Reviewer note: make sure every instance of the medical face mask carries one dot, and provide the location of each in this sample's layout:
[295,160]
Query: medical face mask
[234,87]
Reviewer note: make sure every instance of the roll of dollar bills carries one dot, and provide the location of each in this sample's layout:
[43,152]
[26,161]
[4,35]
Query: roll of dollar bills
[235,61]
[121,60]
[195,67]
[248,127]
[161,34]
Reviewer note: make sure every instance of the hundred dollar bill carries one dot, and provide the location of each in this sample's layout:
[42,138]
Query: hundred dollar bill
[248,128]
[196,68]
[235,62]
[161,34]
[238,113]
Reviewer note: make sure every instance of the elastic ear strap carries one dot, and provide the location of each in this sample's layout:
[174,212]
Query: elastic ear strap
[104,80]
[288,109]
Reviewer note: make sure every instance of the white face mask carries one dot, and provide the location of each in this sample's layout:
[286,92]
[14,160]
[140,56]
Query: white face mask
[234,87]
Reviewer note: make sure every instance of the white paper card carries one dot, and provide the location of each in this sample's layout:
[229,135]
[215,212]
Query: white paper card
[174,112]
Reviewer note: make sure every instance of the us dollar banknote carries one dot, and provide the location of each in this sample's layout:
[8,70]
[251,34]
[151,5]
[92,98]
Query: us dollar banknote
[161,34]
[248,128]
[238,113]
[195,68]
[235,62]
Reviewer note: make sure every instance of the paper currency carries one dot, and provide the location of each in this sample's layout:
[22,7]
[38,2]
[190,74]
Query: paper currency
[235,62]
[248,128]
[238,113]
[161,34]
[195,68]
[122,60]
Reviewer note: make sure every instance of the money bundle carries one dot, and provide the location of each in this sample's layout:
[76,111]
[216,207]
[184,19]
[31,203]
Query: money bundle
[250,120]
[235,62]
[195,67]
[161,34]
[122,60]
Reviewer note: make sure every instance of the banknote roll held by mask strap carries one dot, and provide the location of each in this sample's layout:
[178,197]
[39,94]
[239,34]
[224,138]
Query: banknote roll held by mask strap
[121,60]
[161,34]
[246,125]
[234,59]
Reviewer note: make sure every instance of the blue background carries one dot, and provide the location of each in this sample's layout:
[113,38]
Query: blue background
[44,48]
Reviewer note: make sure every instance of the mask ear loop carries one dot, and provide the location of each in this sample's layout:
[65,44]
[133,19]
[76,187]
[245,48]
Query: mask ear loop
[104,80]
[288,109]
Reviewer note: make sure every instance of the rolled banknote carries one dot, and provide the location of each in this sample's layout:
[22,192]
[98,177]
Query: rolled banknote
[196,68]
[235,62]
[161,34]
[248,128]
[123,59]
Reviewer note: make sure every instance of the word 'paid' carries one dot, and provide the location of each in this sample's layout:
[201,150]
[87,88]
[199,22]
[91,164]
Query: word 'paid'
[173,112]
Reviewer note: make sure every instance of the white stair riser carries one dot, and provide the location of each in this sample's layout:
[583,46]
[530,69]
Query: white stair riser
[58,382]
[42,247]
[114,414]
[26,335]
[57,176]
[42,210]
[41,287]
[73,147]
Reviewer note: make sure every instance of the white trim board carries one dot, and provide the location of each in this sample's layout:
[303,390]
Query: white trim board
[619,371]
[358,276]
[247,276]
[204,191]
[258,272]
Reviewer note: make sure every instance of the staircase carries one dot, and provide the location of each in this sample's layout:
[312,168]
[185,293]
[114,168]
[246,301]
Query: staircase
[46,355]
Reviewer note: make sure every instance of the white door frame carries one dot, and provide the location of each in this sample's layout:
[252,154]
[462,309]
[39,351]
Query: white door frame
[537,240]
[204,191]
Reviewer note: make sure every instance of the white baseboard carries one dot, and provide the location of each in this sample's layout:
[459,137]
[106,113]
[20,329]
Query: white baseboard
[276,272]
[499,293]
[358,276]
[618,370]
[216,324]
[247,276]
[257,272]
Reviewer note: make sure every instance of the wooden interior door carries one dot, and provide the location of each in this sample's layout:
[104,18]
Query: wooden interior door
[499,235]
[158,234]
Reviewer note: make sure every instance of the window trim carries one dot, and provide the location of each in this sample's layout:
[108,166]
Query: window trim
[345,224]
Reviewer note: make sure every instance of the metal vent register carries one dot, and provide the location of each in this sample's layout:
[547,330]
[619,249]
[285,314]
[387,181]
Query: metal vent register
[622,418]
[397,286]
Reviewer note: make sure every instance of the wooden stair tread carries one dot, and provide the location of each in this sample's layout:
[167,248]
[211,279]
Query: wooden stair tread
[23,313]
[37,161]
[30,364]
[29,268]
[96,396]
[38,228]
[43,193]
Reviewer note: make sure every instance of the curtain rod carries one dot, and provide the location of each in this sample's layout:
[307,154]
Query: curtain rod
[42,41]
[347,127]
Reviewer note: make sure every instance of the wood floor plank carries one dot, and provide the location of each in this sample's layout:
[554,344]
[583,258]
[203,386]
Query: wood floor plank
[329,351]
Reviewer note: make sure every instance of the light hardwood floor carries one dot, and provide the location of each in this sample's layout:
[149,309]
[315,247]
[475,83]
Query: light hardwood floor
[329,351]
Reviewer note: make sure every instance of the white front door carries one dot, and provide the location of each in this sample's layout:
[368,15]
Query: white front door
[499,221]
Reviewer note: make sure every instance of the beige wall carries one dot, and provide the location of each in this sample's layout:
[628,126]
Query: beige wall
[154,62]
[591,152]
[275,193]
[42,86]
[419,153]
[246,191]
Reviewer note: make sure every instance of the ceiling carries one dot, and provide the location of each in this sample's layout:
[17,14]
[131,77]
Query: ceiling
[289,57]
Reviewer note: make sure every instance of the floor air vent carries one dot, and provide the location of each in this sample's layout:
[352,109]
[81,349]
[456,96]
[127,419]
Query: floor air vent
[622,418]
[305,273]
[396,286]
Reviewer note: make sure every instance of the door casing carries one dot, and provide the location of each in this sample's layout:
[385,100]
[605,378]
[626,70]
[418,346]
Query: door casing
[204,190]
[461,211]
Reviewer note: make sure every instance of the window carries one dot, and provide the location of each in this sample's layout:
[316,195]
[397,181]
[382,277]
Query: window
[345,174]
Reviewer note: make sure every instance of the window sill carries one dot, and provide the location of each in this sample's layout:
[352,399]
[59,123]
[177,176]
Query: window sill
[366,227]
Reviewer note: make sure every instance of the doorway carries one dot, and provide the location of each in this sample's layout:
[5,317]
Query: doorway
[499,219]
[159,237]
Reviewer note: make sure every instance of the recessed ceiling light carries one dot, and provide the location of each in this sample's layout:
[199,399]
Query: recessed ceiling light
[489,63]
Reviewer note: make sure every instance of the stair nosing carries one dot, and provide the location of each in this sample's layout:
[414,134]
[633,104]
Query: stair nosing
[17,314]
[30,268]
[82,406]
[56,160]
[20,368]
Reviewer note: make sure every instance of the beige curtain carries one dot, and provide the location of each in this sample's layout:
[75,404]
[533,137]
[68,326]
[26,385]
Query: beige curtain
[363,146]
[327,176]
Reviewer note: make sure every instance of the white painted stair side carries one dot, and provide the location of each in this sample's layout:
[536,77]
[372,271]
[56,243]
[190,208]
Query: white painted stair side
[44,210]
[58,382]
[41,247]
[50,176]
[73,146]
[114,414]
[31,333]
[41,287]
+ + + + +
Render all of the records above as a Markdown table with the columns Row and Line, giving each non-blank line its own numbered row and skipping blank lines.

| Row | Line |
|---|---|
| 1 | Reviewer note: make sure every instance of the medical face mask carries one dot, and provide the location of each in this sample's layout: |
| 2 | [295,160] |
| 3 | Query: medical face mask |
| 4 | [234,87] |
| 5 | Reviewer note: make sure every instance of the roll of dollar bills carries one dot, and provide the location of each in this sample's layout: |
| 6 | [43,152] |
| 7 | [26,161] |
| 8 | [4,35] |
| 9 | Query: roll of dollar bills |
| 10 | [235,61] |
| 11 | [121,60] |
| 12 | [195,67] |
| 13 | [248,127] |
| 14 | [161,34] |
| 15 | Reviewer note: make sure every instance of the hundred dollar bill carries one dot, and provide the location of each in this sample's layout: |
| 16 | [42,138] |
| 17 | Query: hundred dollar bill |
| 18 | [248,128] |
| 19 | [196,68] |
| 20 | [235,62] |
| 21 | [161,34] |
| 22 | [238,113] |
| 23 | Reviewer note: make sure every instance of the elastic ear strap carries one dot, and provide the location of each in this sample's layout: |
| 24 | [174,212] |
| 25 | Query: elastic ear strap |
| 26 | [104,80] |
| 27 | [288,109] |
| 28 | Reviewer note: make sure every instance of the white face mask carries one dot, and provide the location of each in this sample's layout: |
| 29 | [286,92] |
| 30 | [14,160] |
| 31 | [140,56] |
| 32 | Query: white face mask |
| 33 | [234,87] |
| 34 | Reviewer note: make sure every instance of the white paper card carries one dot, and provide the location of each in this sample's layout: |
| 35 | [229,135] |
| 36 | [215,212] |
| 37 | Query: white paper card |
| 38 | [174,112] |
| 39 | Reviewer note: make sure every instance of the us dollar banknote carries one dot, and provide the location of each in this sample's layout: |
| 40 | [8,70] |
| 41 | [251,34] |
| 42 | [151,5] |
| 43 | [92,98] |
| 44 | Query: us dollar banknote |
| 45 | [161,34] |
| 46 | [248,128] |
| 47 | [238,113] |
| 48 | [195,68] |
| 49 | [235,62] |
| 50 | Reviewer note: make sure every instance of the paper currency carries one dot, and provide the location of each in this sample's layout: |
| 51 | [22,7] |
| 52 | [38,2] |
| 53 | [190,74] |
| 54 | Query: paper currency |
| 55 | [235,62] |
| 56 | [248,128] |
| 57 | [238,113] |
| 58 | [161,34] |
| 59 | [195,68] |
| 60 | [122,60] |
| 61 | Reviewer note: make sure every instance of the money bundle carries one dot, and provide the location of each in this sample's layout: |
| 62 | [76,111] |
| 63 | [216,207] |
| 64 | [184,19] |
| 65 | [31,203] |
| 66 | Query: money bundle |
| 67 | [250,120] |
| 68 | [235,62] |
| 69 | [195,67] |
| 70 | [161,34] |
| 71 | [122,60] |
| 72 | Reviewer note: make sure every instance of the banknote roll held by mask strap carries one dot, and provide the location of each in this sample's layout: |
| 73 | [178,197] |
| 74 | [39,94] |
| 75 | [239,34] |
| 76 | [224,138] |
| 77 | Query: banknote roll held by mask strap |
| 78 | [121,60] |
| 79 | [161,34] |
| 80 | [246,125] |
| 81 | [234,59] |
| 82 | Reviewer note: make sure every instance of the blue background carries one dot, and provide the location of each in this sample's layout: |
| 83 | [113,38] |
| 84 | Query: blue background |
| 85 | [44,48] |
| 86 | Reviewer note: make sure every instance of the mask ear loop carries one dot, and provide the location of each in this sample's layout: |
| 87 | [65,44] |
| 88 | [133,19] |
| 89 | [76,187] |
| 90 | [245,48] |
| 91 | Query: mask ear loop |
| 92 | [104,80] |
| 93 | [288,109] |
| 94 | Reviewer note: make sure every instance of the rolled banknote carries one dot, and provide the location of each in this sample's layout: |
| 95 | [22,192] |
| 96 | [98,177] |
| 97 | Query: rolled banknote |
| 98 | [196,68] |
| 99 | [235,62] |
| 100 | [161,34] |
| 101 | [248,128] |
| 102 | [123,59] |
| 103 | Reviewer note: make sure every instance of the word 'paid' carries one dot, and provide the location of each in this sample's layout: |
| 104 | [201,150] |
| 105 | [87,88] |
| 106 | [199,22] |
| 107 | [91,164] |
| 108 | Query: word 'paid' |
| 109 | [173,112] |
| 110 | Reviewer note: make sure every instance of the white stair riser carries one dot, and provide the location of each in this sample's layout: |
| 111 | [583,46] |
| 112 | [530,69] |
| 113 | Query: white stair riser |
| 114 | [58,382] |
| 115 | [42,247] |
| 116 | [114,414] |
| 117 | [26,335] |
| 118 | [57,176] |
| 119 | [42,210] |
| 120 | [41,287] |
| 121 | [73,147] |
| 122 | Reviewer note: make sure every instance of the white trim board carries one dot, and provide the location of each in this sample's layout: |
| 123 | [303,390] |
| 124 | Query: white trim board |
| 125 | [619,371] |
| 126 | [358,276] |
| 127 | [247,276] |
| 128 | [204,191] |
| 129 | [258,272] |
| 130 | Reviewer note: make sure every instance of the staircase carries one dot, and provide the location of each in this sample's layout: |
| 131 | [312,168] |
| 132 | [185,293] |
| 133 | [114,168] |
| 134 | [246,301] |
| 135 | Query: staircase |
| 136 | [46,355] |
| 137 | Reviewer note: make sure every instance of the white door frame carries one dot, and provide the location of each in this sample's layout: |
| 138 | [252,154] |
| 139 | [462,309] |
| 140 | [39,351] |
| 141 | Query: white door frame |
| 142 | [537,240] |
| 143 | [204,191] |
| 144 | Reviewer note: make sure every instance of the white baseboard carries one dot, and provide the location of each in this sample's layout: |
| 145 | [459,137] |
| 146 | [106,113] |
| 147 | [20,329] |
| 148 | Query: white baseboard |
| 149 | [276,272] |
| 150 | [499,293] |
| 151 | [358,276] |
| 152 | [618,370] |
| 153 | [216,324] |
| 154 | [247,276] |
| 155 | [257,272] |
| 156 | Reviewer note: make sure every instance of the wooden interior door carries one dot, and provide the location of each in this sample's layout: |
| 157 | [104,18] |
| 158 | Query: wooden interior door |
| 159 | [499,235] |
| 160 | [158,234] |
| 161 | Reviewer note: make sure every instance of the window trim carries one dot, and provide the location of each in this sample's layout: |
| 162 | [108,166] |
| 163 | Query: window trim |
| 164 | [345,224] |
| 165 | Reviewer note: make sure every instance of the metal vent register carries one dot, and provide the location of each in this sample's layout: |
| 166 | [547,330] |
| 167 | [619,249] |
| 168 | [285,314] |
| 169 | [387,181] |
| 170 | Query: metal vent register |
| 171 | [622,418] |
| 172 | [397,286] |
| 173 | Reviewer note: make sure every instance of the wooden stair tread carries one dot, and provide the location of each in this sample's layout: |
| 174 | [167,248] |
| 175 | [211,279] |
| 176 | Query: wooden stair tread |
| 177 | [23,313] |
| 178 | [37,161] |
| 179 | [30,364] |
| 180 | [29,268] |
| 181 | [96,396] |
| 182 | [38,228] |
| 183 | [43,193] |
| 184 | Reviewer note: make sure every instance of the curtain rod carries one dot, and provide the location of each in this sample's layout: |
| 185 | [307,154] |
| 186 | Query: curtain rod |
| 187 | [42,41] |
| 188 | [347,127] |
| 189 | Reviewer note: make sure every instance of the wood floor plank carries one dot, and provide the location of each in this sample's layout: |
| 190 | [554,344] |
| 191 | [583,258] |
| 192 | [203,386] |
| 193 | Query: wood floor plank |
| 194 | [329,351] |
| 195 | Reviewer note: make sure every instance of the light hardwood floor carries one dot, and provide the location of each in this sample's layout: |
| 196 | [149,309] |
| 197 | [315,247] |
| 198 | [475,83] |
| 199 | Query: light hardwood floor |
| 200 | [329,351] |
| 201 | Reviewer note: make sure every instance of the white front door carries one dot, and provide the location of each in this sample's layout: |
| 202 | [368,15] |
| 203 | Query: white front door |
| 204 | [499,221] |
| 205 | Reviewer note: make sure every instance of the beige wall carries one dot, and provide the location of each in this sample's layout: |
| 206 | [628,126] |
| 207 | Query: beige wall |
| 208 | [154,62] |
| 209 | [591,152] |
| 210 | [275,193] |
| 211 | [42,86] |
| 212 | [419,153] |
| 213 | [246,191] |
| 214 | Reviewer note: make sure every instance of the ceiling carries one dot, and provide the location of each in this sample's layout: |
| 215 | [17,14] |
| 216 | [131,77] |
| 217 | Query: ceiling |
| 218 | [289,57] |
| 219 | Reviewer note: make sure every instance of the floor air vent carries one dot, and provide the location of each in this sample's layout: |
| 220 | [352,109] |
| 221 | [81,349] |
| 222 | [456,96] |
| 223 | [127,419] |
| 224 | Query: floor air vent |
| 225 | [622,418] |
| 226 | [305,273] |
| 227 | [396,286] |
| 228 | Reviewer note: make sure every instance of the door casing carries one dot, and provide the location of each in this sample's layout: |
| 229 | [385,100] |
| 230 | [605,378] |
| 231 | [626,70] |
| 232 | [418,346] |
| 233 | Query: door casing |
| 234 | [204,190] |
| 235 | [461,211] |
| 236 | Reviewer note: make sure every instance of the window carries one dot, and provide the location of each in this sample's layout: |
| 237 | [316,195] |
| 238 | [397,181] |
| 239 | [382,277] |
| 240 | Query: window |
| 241 | [345,174] |
| 242 | Reviewer note: make sure every instance of the window sill carries one dot, and provide the location of each in this sample's layout: |
| 243 | [352,399] |
| 244 | [59,123] |
| 245 | [177,176] |
| 246 | Query: window sill |
| 247 | [366,227] |
| 248 | Reviewer note: make sure every instance of the doorway carries one dot, and provide the location of each in this sample's layout: |
| 249 | [5,317] |
| 250 | Query: doorway |
| 251 | [499,219] |
| 252 | [159,237] |
| 253 | Reviewer note: make sure every instance of the recessed ceiling light carries one dot, and provide the location of each in this sample's layout: |
| 254 | [199,399] |
| 255 | Query: recessed ceiling light |
| 256 | [489,63] |
| 257 | Reviewer note: make sure every instance of the stair nosing carries one dot, and provide the location of each in this sample's layout: |
| 258 | [414,134] |
| 259 | [633,104] |
| 260 | Query: stair nosing |
| 261 | [17,314] |
| 262 | [30,268] |
| 263 | [82,406] |
| 264 | [56,160] |
| 265 | [20,368] |
| 266 | Reviewer note: make sure every instance of the beige curtain carries one dot, and provide the location of each in this sample's layout: |
| 267 | [75,404] |
| 268 | [533,137] |
| 269 | [68,326] |
| 270 | [26,385] |
| 271 | Query: beige curtain |
| 272 | [363,146] |
| 273 | [327,176] |
| 274 | Reviewer note: make sure every instance of the white painted stair side carries one dot, and provide the location of each in this sample's layout: |
| 275 | [536,77] |
| 276 | [372,271] |
| 277 | [56,243] |
| 278 | [190,208] |
| 279 | Query: white painted stair side |
| 280 | [44,210] |
| 281 | [58,382] |
| 282 | [41,247] |
| 283 | [50,176] |
| 284 | [73,146] |
| 285 | [114,414] |
| 286 | [31,333] |
| 287 | [41,287] |